포인팅 데이터셋의 행:

☆ ☆ ☆ ☆

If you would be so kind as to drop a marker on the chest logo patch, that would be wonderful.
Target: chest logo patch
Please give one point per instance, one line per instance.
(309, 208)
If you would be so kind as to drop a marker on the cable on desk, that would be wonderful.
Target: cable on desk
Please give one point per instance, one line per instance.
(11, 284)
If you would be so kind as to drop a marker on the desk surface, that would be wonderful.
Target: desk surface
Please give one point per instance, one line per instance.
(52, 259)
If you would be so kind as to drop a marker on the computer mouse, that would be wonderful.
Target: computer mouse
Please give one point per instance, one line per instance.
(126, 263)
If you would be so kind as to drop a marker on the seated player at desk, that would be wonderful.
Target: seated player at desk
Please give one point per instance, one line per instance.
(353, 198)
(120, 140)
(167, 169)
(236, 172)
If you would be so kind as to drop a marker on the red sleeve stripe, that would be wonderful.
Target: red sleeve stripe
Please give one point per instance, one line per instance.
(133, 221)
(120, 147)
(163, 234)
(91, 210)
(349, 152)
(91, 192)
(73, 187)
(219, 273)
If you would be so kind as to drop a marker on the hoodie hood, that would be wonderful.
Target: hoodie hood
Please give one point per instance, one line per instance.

☆ ☆ ☆ ☆

* [수행할 작업]: 위 레코드 전체에서 "drop a marker"를 모두 "place a pin"로 바꿔 줄들을 갱신하십시오. 다른 부분은 그대로 유지합니다.

* [실습 결과]:
If you would be so kind as to place a pin on the chest logo patch, that would be wonderful.
Target: chest logo patch
Please give one point per instance, one line per instance.
(309, 208)
If you would be so kind as to place a pin on the cable on desk, that would be wonderful.
Target: cable on desk
Please give one point per instance, one line per instance.
(11, 284)
If you would be so kind as to place a pin on the desk surface, that would be wonderful.
Target: desk surface
Please give one point per instance, one line per instance.
(52, 259)
If you would be so kind as to place a pin on the computer mouse, that would be wonderful.
Target: computer mouse
Please give one point per instance, one line per instance.
(126, 263)
If you would be so kind as to place a pin on the seated player at desk, that would be wonderful.
Target: seated player at desk
Please give one point per instance, one line per instance.
(353, 198)
(120, 140)
(167, 169)
(236, 172)
If you would be so kind as to place a pin on the red sleeve stripe, that would be wonderful.
Target: red sleeve stripe
Please give one point per instance, one line per instance.
(133, 221)
(120, 147)
(163, 234)
(91, 210)
(349, 152)
(91, 192)
(73, 187)
(219, 273)
If you would be so kind as to place a pin on the hoodie hood, that would be wonderful.
Target: hoodie hood
Please give one point per instance, one line per instance.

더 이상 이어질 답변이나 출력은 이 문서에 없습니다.